▶ **EXERCISE**:
Reproduce every item below word for word, leaving out the pictures.

▶ **RECORD EXTRACTS**:
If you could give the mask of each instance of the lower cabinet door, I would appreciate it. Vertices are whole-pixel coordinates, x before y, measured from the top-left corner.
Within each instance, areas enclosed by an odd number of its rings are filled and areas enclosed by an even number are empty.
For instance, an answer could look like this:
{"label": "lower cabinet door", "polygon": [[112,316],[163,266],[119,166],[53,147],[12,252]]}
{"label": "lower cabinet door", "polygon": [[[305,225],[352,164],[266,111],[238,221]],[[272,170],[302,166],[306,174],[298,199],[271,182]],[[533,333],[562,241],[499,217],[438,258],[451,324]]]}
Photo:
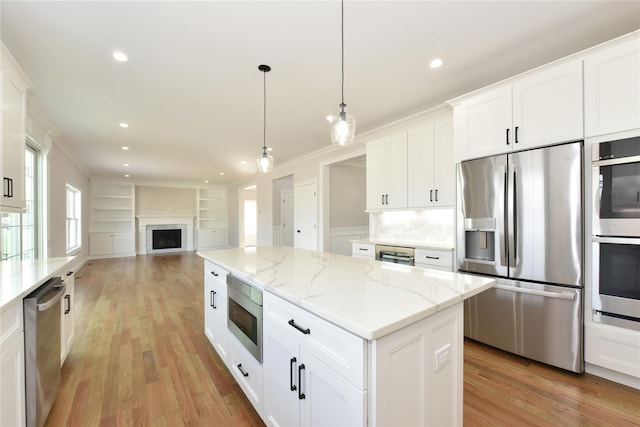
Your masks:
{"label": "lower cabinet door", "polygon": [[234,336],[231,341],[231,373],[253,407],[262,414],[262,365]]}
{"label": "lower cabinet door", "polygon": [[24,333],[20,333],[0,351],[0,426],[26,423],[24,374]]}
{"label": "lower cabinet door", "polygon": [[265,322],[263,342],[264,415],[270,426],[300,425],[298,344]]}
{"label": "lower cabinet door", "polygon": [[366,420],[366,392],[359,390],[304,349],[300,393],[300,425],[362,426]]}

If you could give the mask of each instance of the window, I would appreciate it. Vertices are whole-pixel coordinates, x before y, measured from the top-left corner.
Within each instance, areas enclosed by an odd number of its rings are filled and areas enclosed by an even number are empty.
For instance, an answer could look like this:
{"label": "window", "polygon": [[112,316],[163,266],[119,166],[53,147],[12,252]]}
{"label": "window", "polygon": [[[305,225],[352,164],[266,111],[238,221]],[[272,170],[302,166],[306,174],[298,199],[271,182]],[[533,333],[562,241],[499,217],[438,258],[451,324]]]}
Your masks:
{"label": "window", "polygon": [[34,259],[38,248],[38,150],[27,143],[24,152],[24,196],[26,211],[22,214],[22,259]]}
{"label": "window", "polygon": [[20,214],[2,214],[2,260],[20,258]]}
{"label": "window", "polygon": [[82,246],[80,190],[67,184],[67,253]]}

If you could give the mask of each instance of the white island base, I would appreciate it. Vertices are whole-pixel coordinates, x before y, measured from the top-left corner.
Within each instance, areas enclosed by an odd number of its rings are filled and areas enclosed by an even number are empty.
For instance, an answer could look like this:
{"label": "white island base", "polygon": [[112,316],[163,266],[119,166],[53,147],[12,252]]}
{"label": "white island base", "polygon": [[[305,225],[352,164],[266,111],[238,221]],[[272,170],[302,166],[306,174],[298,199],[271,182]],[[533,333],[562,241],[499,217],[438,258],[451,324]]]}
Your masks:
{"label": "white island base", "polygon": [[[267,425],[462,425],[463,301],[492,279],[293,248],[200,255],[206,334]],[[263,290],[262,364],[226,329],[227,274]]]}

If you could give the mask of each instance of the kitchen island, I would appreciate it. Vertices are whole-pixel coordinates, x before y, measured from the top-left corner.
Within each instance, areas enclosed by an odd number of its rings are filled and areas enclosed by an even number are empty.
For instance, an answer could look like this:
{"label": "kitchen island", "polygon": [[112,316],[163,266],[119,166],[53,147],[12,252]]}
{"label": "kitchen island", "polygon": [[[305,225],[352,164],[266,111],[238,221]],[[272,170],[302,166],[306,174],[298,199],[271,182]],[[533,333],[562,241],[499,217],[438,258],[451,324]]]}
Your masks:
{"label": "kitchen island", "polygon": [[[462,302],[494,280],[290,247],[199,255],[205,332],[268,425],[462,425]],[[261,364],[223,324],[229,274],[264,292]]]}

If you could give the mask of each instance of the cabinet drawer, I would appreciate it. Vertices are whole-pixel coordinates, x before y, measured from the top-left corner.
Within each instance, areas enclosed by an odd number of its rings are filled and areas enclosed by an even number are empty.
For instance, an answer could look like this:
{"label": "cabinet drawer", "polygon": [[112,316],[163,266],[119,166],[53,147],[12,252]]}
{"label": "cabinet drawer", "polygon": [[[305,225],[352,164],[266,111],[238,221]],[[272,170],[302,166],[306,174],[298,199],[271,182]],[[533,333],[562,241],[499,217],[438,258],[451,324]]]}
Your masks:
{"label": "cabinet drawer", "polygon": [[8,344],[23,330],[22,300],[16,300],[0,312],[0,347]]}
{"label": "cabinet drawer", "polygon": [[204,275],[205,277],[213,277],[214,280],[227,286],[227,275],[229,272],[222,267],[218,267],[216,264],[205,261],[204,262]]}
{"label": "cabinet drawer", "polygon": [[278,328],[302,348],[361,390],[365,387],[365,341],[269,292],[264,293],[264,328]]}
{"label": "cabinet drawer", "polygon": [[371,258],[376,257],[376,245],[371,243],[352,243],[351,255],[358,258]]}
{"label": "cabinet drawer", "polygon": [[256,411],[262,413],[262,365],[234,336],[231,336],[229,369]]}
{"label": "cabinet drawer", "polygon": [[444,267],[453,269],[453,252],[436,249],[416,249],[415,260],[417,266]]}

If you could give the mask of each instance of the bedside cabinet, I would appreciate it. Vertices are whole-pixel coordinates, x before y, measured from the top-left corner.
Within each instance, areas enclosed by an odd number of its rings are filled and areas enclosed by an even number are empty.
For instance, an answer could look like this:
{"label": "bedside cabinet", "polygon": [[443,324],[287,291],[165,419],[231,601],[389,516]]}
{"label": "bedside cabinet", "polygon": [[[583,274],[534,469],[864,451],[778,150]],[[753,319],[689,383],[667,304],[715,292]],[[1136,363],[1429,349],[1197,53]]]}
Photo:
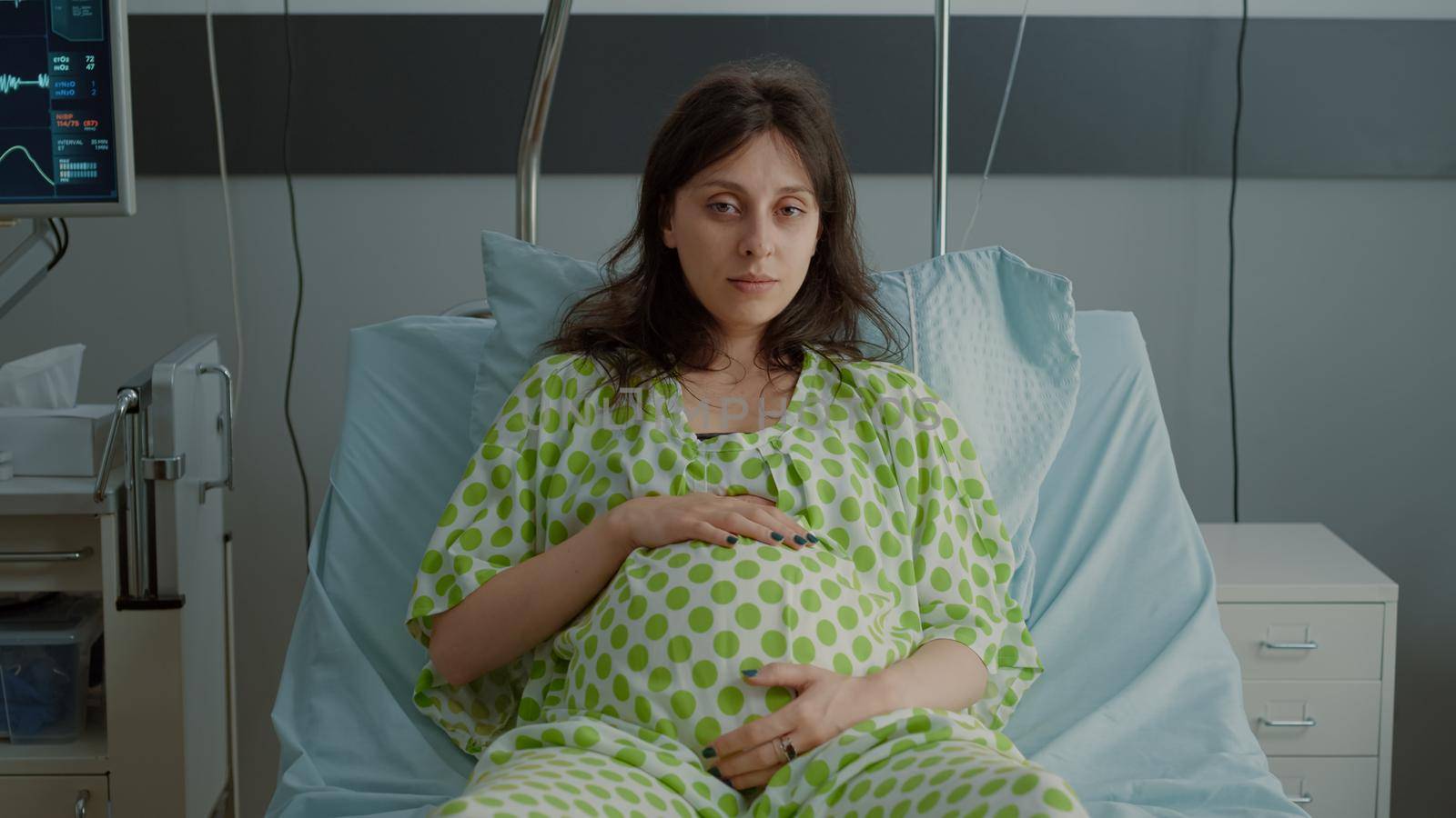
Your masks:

▶ **EXERCISE RESULT**:
If you could give the mask of each instance of the lower cabinet door, I would appreciate it. Vertices are whole-pixel coordinates, x before y, measured from the top-left corner.
Within each instance, areas enclosed by an odd number of its rings are filled and areas enclosed by an even number are empty.
For instance, an answer could look like this:
{"label": "lower cabinet door", "polygon": [[112,316],[163,266],[119,166],[53,147],[12,252]]}
{"label": "lower cabinet door", "polygon": [[[305,225],[352,164],[266,111],[238,221]],[[272,170],[302,166],[306,174],[298,199],[271,182]],[[533,333],[562,241],[499,217],[438,258],[451,324]]]}
Photo:
Your masks:
{"label": "lower cabinet door", "polygon": [[234,336],[231,341],[231,373],[253,407],[262,414],[262,365]]}
{"label": "lower cabinet door", "polygon": [[24,333],[20,333],[0,351],[0,426],[26,423],[24,374]]}
{"label": "lower cabinet door", "polygon": [[265,322],[263,342],[264,415],[270,426],[300,425],[298,344]]}
{"label": "lower cabinet door", "polygon": [[366,420],[366,392],[359,390],[304,349],[300,393],[300,425],[362,426]]}

If you could give the mask of each instance of the window, I would appreciate it. Vertices are whole-pixel coordinates, x before y, measured from the top-left corner.
Within each instance, areas enclosed by an odd number of its rings are filled and areas enclosed by an even number are empty.
For instance, an answer could look like this:
{"label": "window", "polygon": [[112,316],[163,266],[119,166],[53,147],[12,252]]}
{"label": "window", "polygon": [[[305,225],[352,164],[266,111],[238,221]],[[272,170],[302,166],[306,174],[298,199],[271,182]],[[533,333],[562,241],[499,217],[438,258],[451,324]]]}
Your masks:
{"label": "window", "polygon": [[34,259],[38,248],[38,150],[27,143],[24,152],[24,196],[26,211],[22,214],[22,259]]}
{"label": "window", "polygon": [[20,214],[2,214],[2,260],[20,258]]}
{"label": "window", "polygon": [[82,246],[80,190],[67,184],[67,253]]}

If you could give the mask of each instance of the white island base, I would appreciate it. Vertices are whole-pixel coordinates, x before y, measured from the top-left corner.
Within each instance, areas enclosed by an odd number of its rings are filled and areas enclosed by an even number are empty.
For instance, an answer could look like this:
{"label": "white island base", "polygon": [[112,316],[163,266],[119,166],[53,147],[12,252]]}
{"label": "white island base", "polygon": [[[305,225],[352,164],[266,111],[238,221]],[[272,170],[302,166],[306,174],[298,199],[271,182]],[[533,333],[562,241],[499,217],[438,258],[451,324]]]}
Your masks:
{"label": "white island base", "polygon": [[[267,425],[462,425],[463,301],[492,279],[293,248],[200,255],[206,334]],[[263,290],[262,364],[226,329],[227,274]]]}

If you could give the mask of each instance of the kitchen island, I would appreciate it. Vertices are whole-pixel coordinates, x before y, measured from the top-left corner.
Within each instance, areas enclosed by an odd number of its rings are filled and areas enclosed by an even number are empty.
For instance, an answer could look like this:
{"label": "kitchen island", "polygon": [[112,316],[163,266],[119,166],[53,147],[12,252]]}
{"label": "kitchen island", "polygon": [[[305,225],[352,164],[266,111],[238,221]],[[272,170],[302,166],[306,174],[298,199],[271,182]],[[533,333],[562,241],[499,217],[438,258],[451,324]]]}
Your masks:
{"label": "kitchen island", "polygon": [[[462,302],[494,280],[290,247],[199,255],[205,332],[268,425],[462,425]],[[261,364],[223,324],[229,274],[264,292]]]}

If you could give the mask of each instance of the cabinet drawer, I would appreciate it. Vertices are whole-pixel coordinates, x before y, measured from the top-left corner.
Within each instance, areas enclosed by an odd number of its rings are filled and areas enclosed by an even number are empty.
For instance, an answer could look like this:
{"label": "cabinet drawer", "polygon": [[112,316],[163,266],[119,166],[53,147],[12,252]]}
{"label": "cabinet drawer", "polygon": [[[305,225],[352,164],[266,111],[238,221]],[[272,170],[302,166],[306,174],[298,199],[271,182]],[[533,333],[562,241],[499,217],[438,258],[451,324]]]}
Your masks:
{"label": "cabinet drawer", "polygon": [[8,344],[23,330],[22,300],[16,300],[0,312],[0,347]]}
{"label": "cabinet drawer", "polygon": [[204,275],[205,277],[213,277],[214,280],[227,286],[227,275],[229,272],[222,267],[218,267],[216,264],[205,261],[204,262]]}
{"label": "cabinet drawer", "polygon": [[278,328],[302,348],[361,390],[365,387],[365,341],[269,292],[264,293],[264,328]]}
{"label": "cabinet drawer", "polygon": [[371,258],[376,257],[376,245],[371,243],[352,243],[351,255],[358,258]]}
{"label": "cabinet drawer", "polygon": [[256,411],[262,413],[262,365],[234,336],[231,336],[229,369]]}
{"label": "cabinet drawer", "polygon": [[444,267],[453,269],[453,252],[436,249],[416,249],[415,260],[417,266]]}

If you could give the mask of each instance of the bedside cabinet, I would appreciate it. Vertices are whole-pixel coordinates, x before y, measured from the top-left corner.
Within each instance, areas enclosed by an odd number of its rings are filled and areas enclosed by an even number are empty.
For instance, an answer could look like this:
{"label": "bedside cabinet", "polygon": [[443,324],[287,291],[165,419],[231,601],[389,516]]}
{"label": "bedside cabinet", "polygon": [[[583,274],[534,469],[864,451],[778,150]],[[753,319],[689,383],[667,304],[715,292]],[[1136,363],[1429,349],[1197,53]]]}
Photo:
Your masks:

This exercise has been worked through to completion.